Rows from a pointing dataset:
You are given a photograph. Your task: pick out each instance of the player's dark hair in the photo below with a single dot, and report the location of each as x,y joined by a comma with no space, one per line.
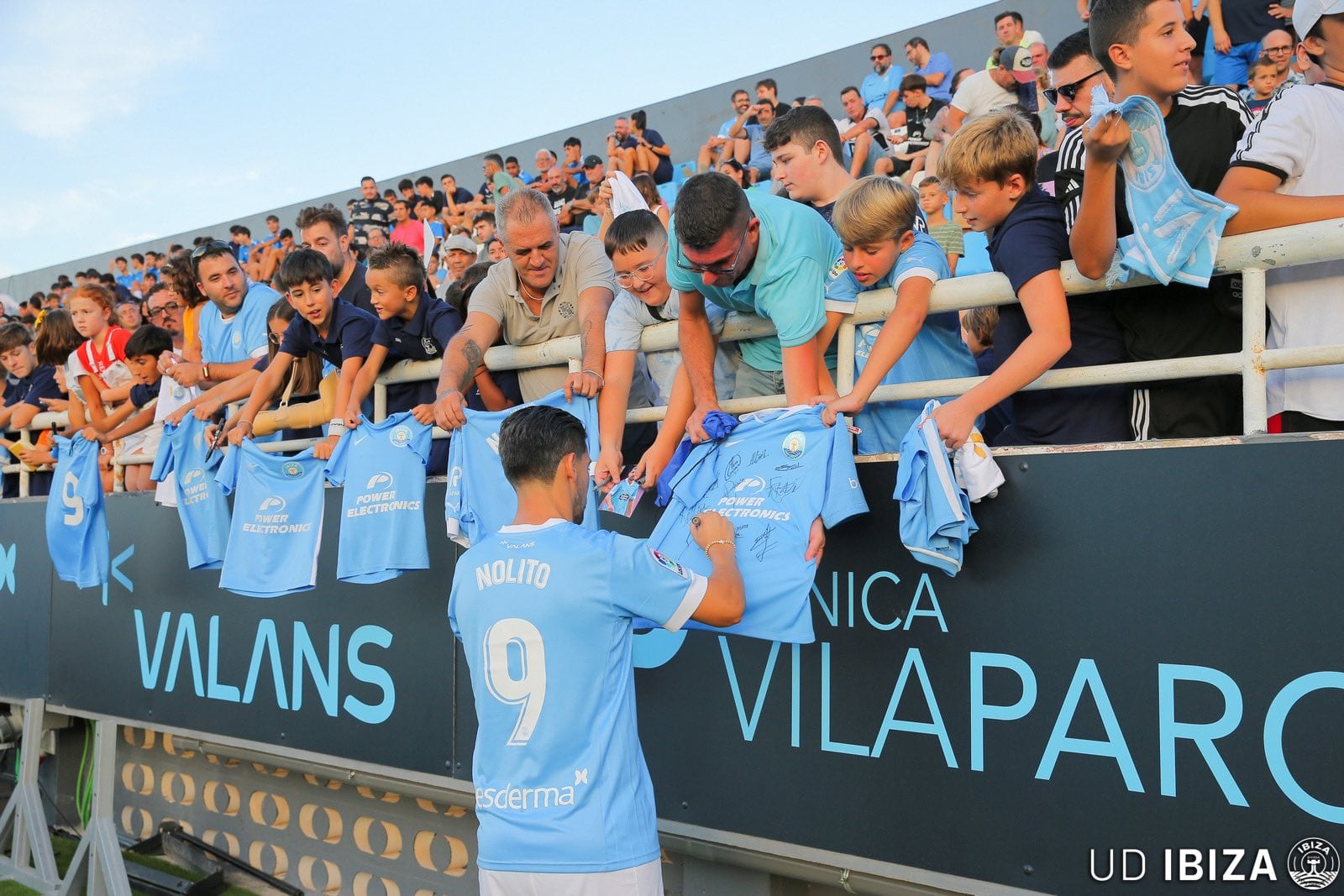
633,233
1115,22
302,266
535,439
806,127
402,262
707,207
148,342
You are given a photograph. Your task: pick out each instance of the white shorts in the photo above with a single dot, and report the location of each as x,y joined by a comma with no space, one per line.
642,880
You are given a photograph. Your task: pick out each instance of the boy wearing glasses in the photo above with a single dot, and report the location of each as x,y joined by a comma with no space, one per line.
638,244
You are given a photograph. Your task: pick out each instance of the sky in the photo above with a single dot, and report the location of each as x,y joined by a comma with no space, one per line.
120,123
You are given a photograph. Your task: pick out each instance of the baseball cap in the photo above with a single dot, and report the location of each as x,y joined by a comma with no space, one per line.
1308,13
460,244
1018,60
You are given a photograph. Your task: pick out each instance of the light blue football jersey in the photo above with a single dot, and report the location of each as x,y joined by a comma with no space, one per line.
479,499
202,506
277,521
382,512
936,352
776,473
544,616
77,526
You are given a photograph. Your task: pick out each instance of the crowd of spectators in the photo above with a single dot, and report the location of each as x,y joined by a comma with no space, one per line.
777,214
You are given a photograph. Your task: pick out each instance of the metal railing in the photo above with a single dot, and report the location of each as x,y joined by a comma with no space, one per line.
1247,254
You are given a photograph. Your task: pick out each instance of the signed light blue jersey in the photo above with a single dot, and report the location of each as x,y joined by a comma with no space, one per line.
382,512
479,499
77,527
202,506
277,521
776,473
544,616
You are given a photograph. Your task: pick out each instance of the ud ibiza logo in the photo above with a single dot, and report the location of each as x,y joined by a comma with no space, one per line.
1314,864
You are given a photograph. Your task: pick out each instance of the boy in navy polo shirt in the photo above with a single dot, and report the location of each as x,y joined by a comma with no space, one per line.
992,164
340,332
412,325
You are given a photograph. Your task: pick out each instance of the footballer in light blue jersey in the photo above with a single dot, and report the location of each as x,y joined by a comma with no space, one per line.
202,506
382,513
479,500
544,613
277,521
776,473
77,527
936,352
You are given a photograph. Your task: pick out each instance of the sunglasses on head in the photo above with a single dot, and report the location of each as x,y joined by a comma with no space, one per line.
1068,92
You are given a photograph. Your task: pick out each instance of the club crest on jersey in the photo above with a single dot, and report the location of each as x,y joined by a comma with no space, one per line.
752,485
669,563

# STATED TASK
Substitute "pale blue" for "light blue" in the lines from the one containing "the ud ibiza" through the last line, and output only those lines with everything else unchanged.

# WRITTEN RESPONSE
You are given a photograph. Your task: pick out each instance of the ud ibiza logo in the photo above with a single dot, and report the location of each as x,y joined by a comma with no space, one per line.
1314,864
You are given a photograph. Your task: pick out each instance of the boy in navy polo shirt in the photo above with a single dot, and report the location of each as x,y joined by a comma with no space, one per line.
992,164
340,332
412,325
You are given a photograph. Your task: pick out each instance of the footballer in pale blue jersey in the photo above with a single dot, and report the location of each as x,y joined by a comma with no space, one per line.
202,506
382,513
479,500
544,613
277,521
776,473
77,527
936,352
You are given a photograph. Your task: pick out each instance of the sunglasses on head in the photo above with a single dot, and report the location of each as x,y joined by a comma with no space, one per line.
1068,92
You are given a photograph. Your task: pick out each instance of the club crest on jersey in the photo above with a single dot, and report the location of each as x,y joined by a comma with no space, one per line.
752,485
669,563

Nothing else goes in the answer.